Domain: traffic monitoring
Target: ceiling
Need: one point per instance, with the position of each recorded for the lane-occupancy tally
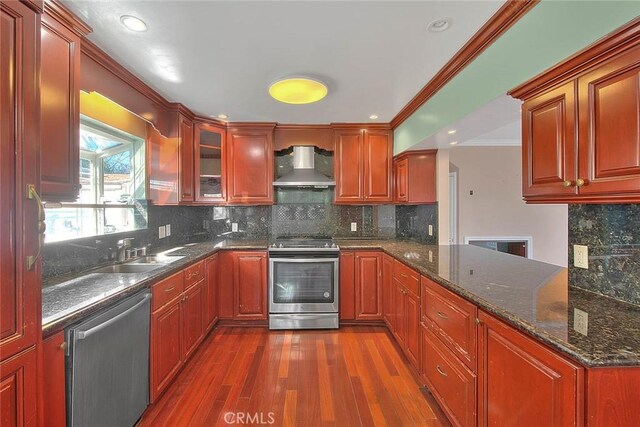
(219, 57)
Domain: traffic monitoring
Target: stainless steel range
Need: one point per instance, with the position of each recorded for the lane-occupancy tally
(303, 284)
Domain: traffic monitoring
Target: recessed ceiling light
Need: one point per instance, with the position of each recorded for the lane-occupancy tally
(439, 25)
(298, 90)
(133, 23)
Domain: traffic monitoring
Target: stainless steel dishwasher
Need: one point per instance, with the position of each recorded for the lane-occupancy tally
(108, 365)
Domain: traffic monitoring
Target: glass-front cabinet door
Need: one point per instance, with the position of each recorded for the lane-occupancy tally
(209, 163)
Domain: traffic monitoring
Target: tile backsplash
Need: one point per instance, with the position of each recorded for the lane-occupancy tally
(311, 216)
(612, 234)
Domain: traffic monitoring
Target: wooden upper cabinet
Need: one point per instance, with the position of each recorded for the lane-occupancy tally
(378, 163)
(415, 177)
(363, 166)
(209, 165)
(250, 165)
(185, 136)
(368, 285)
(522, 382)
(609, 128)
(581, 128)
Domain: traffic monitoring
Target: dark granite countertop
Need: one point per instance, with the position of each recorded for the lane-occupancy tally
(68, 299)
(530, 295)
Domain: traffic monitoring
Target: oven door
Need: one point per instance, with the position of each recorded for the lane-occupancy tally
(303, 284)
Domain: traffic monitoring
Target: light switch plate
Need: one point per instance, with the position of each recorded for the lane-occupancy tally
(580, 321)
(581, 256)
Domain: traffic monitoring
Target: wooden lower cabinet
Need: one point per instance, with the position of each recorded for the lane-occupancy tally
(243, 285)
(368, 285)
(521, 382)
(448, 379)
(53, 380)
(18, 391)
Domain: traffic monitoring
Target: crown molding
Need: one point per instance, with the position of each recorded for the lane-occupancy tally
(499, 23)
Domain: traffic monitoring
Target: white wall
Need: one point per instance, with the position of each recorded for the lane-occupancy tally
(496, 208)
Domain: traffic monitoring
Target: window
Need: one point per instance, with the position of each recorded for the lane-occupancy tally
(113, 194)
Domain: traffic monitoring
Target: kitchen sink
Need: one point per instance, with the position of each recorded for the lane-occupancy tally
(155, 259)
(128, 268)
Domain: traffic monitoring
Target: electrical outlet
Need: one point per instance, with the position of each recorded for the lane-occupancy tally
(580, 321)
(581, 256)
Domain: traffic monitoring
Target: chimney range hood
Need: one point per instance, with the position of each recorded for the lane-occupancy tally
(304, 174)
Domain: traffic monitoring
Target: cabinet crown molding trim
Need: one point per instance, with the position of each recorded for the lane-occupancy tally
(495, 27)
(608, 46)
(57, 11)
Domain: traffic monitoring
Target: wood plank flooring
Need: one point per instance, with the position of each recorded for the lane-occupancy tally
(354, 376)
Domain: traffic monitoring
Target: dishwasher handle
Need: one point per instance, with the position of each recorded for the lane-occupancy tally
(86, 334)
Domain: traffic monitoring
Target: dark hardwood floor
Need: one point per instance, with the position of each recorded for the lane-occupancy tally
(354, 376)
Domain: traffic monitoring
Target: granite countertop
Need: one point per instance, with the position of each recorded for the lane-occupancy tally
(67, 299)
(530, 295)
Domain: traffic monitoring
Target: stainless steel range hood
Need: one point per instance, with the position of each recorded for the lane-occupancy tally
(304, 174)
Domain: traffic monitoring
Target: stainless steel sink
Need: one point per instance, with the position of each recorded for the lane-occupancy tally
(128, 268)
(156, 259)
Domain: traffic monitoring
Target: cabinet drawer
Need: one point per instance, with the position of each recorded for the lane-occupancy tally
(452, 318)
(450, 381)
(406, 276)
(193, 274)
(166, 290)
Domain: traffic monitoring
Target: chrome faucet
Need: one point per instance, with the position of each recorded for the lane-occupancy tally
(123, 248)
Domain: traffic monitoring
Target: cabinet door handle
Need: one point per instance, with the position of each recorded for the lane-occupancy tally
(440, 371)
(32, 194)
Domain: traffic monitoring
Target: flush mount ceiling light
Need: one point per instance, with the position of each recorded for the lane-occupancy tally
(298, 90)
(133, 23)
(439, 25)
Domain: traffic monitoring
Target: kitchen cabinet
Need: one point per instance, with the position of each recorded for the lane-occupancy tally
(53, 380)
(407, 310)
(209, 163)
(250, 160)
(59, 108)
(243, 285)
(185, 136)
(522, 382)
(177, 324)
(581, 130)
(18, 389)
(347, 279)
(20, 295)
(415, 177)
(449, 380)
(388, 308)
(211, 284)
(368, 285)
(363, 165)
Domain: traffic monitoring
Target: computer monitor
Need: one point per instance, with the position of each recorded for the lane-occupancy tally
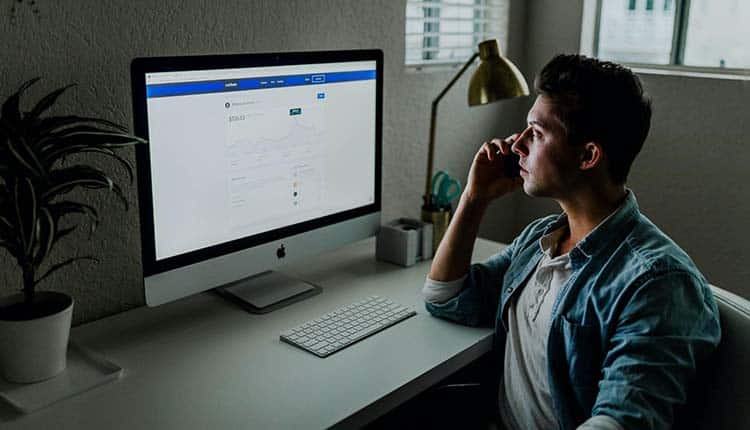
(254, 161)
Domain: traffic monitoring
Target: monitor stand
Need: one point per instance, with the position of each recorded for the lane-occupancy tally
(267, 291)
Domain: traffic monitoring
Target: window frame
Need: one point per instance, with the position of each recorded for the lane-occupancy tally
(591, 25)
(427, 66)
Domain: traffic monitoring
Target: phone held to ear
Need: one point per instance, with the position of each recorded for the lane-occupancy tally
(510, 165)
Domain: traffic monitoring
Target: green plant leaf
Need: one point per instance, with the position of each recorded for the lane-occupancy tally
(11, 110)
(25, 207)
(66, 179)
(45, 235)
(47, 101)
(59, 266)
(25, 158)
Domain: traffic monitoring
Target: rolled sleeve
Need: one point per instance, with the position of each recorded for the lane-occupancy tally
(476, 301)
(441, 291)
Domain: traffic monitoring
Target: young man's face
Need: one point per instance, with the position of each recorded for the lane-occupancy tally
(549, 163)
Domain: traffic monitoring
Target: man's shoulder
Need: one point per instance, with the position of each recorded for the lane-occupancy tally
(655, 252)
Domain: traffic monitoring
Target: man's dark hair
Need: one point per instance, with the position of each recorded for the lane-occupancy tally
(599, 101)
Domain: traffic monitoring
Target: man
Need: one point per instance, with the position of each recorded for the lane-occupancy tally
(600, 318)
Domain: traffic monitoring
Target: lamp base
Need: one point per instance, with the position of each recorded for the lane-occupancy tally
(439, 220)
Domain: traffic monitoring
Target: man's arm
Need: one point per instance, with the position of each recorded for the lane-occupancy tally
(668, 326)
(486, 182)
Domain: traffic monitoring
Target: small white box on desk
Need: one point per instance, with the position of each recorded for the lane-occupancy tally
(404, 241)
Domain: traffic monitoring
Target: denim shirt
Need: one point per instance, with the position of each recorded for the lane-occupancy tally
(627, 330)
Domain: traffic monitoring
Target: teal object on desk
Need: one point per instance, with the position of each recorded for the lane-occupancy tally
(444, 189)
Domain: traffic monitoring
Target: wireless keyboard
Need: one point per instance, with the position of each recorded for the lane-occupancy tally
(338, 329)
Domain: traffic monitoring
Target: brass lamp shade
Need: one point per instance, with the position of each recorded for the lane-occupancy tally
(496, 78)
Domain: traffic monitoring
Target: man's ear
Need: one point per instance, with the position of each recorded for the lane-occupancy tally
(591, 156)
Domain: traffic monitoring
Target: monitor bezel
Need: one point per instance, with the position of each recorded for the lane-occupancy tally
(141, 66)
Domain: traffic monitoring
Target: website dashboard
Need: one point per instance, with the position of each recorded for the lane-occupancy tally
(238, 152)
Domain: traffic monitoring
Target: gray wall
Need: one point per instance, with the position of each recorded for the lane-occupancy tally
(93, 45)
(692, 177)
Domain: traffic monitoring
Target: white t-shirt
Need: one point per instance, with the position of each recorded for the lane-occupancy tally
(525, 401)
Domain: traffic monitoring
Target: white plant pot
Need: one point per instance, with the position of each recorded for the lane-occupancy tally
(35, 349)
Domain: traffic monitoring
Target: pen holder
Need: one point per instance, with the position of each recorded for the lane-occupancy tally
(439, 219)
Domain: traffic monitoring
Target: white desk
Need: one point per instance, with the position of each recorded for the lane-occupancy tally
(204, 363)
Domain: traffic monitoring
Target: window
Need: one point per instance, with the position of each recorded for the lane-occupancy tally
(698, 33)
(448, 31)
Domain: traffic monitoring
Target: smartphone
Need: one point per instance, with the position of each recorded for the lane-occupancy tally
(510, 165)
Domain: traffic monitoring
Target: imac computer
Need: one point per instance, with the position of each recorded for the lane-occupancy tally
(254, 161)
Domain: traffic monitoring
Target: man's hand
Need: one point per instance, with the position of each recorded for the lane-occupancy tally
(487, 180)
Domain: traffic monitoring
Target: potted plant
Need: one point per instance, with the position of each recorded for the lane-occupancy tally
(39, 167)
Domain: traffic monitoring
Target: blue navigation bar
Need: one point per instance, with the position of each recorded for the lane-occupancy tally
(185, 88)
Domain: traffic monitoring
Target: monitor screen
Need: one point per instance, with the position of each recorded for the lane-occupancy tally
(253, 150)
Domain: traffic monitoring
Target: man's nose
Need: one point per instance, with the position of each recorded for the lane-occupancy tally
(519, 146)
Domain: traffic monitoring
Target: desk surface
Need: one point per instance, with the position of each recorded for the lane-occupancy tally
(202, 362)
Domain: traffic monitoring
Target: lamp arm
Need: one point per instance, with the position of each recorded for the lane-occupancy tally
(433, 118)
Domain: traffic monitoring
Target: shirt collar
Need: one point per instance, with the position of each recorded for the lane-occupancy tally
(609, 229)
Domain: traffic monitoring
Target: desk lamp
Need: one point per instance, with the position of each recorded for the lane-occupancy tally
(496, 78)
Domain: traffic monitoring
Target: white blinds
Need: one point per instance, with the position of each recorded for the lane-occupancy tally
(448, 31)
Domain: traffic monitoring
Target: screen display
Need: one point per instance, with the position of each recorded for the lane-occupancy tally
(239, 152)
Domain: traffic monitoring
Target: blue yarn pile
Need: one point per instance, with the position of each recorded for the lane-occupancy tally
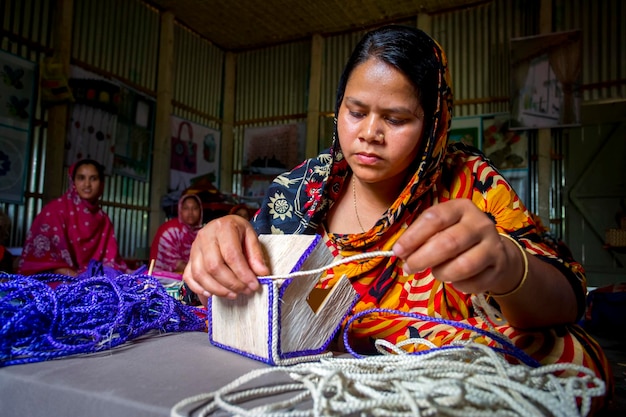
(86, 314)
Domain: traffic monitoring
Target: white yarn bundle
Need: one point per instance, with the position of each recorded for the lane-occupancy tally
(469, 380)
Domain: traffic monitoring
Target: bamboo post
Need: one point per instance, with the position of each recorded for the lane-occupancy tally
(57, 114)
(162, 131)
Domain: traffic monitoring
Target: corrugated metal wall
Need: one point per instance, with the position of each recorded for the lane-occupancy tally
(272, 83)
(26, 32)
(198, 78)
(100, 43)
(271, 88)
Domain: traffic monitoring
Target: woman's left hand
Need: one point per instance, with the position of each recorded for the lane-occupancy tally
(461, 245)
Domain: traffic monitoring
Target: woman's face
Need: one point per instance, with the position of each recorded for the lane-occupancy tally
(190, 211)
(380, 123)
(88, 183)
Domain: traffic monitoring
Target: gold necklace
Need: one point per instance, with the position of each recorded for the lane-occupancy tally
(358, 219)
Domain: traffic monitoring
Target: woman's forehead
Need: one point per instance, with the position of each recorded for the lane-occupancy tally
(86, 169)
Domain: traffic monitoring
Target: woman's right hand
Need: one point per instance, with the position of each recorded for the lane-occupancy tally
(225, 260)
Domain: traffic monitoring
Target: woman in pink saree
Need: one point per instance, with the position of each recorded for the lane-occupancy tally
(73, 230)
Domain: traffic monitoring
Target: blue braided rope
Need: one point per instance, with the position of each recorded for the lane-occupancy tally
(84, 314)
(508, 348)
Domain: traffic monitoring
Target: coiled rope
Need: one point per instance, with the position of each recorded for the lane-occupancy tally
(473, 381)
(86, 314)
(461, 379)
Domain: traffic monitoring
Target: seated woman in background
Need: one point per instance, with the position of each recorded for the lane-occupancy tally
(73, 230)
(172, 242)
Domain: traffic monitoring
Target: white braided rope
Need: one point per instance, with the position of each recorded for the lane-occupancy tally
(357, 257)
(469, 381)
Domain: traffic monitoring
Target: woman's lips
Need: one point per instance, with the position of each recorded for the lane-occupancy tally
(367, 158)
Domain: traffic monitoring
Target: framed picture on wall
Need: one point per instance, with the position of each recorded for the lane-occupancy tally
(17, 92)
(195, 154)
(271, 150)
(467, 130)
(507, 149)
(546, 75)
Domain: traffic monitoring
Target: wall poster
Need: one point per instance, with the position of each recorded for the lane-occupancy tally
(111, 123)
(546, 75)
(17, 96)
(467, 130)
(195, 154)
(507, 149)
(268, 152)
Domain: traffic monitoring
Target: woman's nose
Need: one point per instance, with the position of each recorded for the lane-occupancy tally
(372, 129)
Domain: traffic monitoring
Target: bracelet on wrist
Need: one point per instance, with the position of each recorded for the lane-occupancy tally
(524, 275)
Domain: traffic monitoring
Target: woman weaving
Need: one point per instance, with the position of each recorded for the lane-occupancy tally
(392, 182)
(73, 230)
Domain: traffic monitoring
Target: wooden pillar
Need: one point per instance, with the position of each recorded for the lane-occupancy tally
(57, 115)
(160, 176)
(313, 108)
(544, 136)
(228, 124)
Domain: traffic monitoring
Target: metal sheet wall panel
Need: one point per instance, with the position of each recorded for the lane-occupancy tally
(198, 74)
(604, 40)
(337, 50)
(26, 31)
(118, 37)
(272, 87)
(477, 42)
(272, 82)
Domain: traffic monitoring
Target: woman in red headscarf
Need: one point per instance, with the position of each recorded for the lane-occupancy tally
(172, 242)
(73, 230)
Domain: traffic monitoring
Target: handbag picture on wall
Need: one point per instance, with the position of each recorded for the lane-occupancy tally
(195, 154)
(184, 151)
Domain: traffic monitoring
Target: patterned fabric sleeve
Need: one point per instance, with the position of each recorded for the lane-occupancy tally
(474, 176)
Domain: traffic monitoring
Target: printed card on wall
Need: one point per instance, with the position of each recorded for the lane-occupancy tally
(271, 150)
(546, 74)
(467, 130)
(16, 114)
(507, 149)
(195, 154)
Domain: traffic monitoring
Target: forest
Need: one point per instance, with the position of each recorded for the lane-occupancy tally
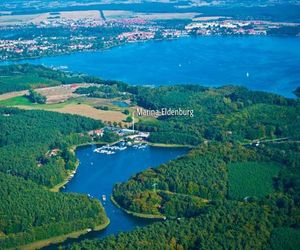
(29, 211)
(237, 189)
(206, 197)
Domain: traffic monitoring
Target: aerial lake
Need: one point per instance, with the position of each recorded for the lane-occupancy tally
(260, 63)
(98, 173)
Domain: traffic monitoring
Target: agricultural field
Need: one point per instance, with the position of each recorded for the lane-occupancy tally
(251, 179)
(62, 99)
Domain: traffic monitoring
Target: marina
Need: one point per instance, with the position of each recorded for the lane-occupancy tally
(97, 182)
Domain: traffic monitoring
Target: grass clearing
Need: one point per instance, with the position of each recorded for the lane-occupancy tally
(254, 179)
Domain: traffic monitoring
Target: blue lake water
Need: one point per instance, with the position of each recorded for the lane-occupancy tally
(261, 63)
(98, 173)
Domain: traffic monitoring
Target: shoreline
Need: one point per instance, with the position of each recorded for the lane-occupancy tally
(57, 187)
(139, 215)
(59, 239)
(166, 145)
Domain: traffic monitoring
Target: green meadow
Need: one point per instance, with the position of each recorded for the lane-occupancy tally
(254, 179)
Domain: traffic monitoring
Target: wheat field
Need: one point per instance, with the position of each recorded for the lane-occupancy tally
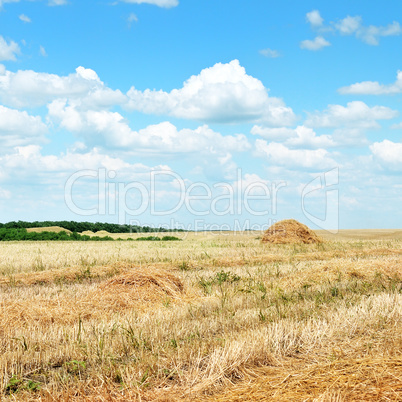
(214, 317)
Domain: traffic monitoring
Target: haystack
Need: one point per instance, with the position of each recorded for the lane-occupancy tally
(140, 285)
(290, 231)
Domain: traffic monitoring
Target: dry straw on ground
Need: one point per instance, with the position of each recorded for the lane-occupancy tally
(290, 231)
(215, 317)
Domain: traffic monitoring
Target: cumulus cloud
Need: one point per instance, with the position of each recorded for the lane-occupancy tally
....
TASK OBJECTIVE: From the records above, copy out the line with "Target: granite countertop", the line with "Target: stainless steel sink", and every line between them, word for word.

RESULT OF THIS EXERCISE:
Target: granite countertop
Need: one point per instance, with the position of each recorded for the lane-occupancy tally
(67, 299)
(530, 295)
Domain: traffic monitoring
Target: stainless steel range hood
Need: one point per instance, with the position of each recorded for the lane-occupancy tally
(304, 174)
Domain: traffic monitoring
Target: stainless steel sink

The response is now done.